Shift every point coordinate by adding 78 to each of its numbers, and write out the whole stretch from the row containing "white cloud shown in this photo." through the last of the rows, with every line kept in place.
——
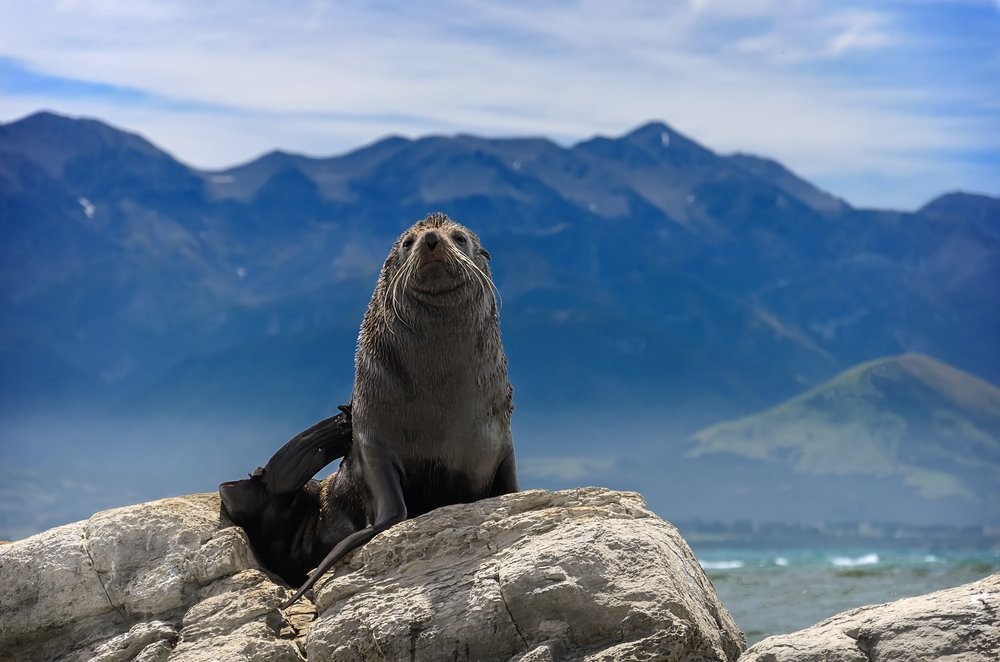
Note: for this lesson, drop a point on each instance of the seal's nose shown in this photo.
(432, 240)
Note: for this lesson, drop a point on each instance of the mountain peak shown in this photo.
(659, 135)
(52, 140)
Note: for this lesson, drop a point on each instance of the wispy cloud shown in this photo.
(844, 92)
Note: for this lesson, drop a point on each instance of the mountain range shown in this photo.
(647, 282)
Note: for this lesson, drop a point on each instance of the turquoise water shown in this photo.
(776, 591)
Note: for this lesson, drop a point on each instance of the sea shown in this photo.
(782, 590)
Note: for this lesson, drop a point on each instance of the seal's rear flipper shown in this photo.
(305, 454)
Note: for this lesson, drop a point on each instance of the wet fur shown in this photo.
(430, 409)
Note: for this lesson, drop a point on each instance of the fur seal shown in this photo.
(431, 404)
(428, 424)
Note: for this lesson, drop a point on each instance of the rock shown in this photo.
(958, 625)
(128, 584)
(582, 574)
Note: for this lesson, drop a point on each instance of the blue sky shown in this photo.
(883, 103)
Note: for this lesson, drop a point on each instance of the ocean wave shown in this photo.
(847, 562)
(721, 565)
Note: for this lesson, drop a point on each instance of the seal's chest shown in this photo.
(428, 485)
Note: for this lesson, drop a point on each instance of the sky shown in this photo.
(885, 104)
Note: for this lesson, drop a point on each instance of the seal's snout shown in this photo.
(432, 240)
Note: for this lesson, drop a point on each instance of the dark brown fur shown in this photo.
(432, 404)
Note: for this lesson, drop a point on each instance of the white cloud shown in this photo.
(229, 80)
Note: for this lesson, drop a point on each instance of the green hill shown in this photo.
(910, 417)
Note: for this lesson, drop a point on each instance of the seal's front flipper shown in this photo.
(383, 484)
(244, 500)
(305, 454)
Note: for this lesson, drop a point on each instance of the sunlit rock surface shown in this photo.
(580, 574)
(958, 624)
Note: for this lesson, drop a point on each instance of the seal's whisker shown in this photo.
(484, 281)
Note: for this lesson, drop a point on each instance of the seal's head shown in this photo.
(437, 262)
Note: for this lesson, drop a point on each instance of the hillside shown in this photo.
(908, 417)
(646, 279)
——
▶ Solution for this problem
Note: for this lesson, drop a point on each instance of the white cloud shown in this photo.
(307, 158)
Note: for this lesson, drop a point on each instance of the green hill shown in this photo.
(988, 495)
Note: for this lesson, drop a point on each instance of the seal's front flipper shown in this photo.
(461, 562)
(322, 578)
(383, 532)
Note: for this lesson, drop a point on each instance of the sunlit rock surface shown in this photo.
(658, 652)
(1036, 702)
Note: for this lesson, drop a point on each instance of the seal's whisker shown in this photo.
(562, 359)
Note: for this lesson, drop a point on each instance of the seal's head shown in this photo.
(515, 340)
Note: for this lesson, drop a point on each instance of the hillside shown in this photo.
(986, 495)
(724, 357)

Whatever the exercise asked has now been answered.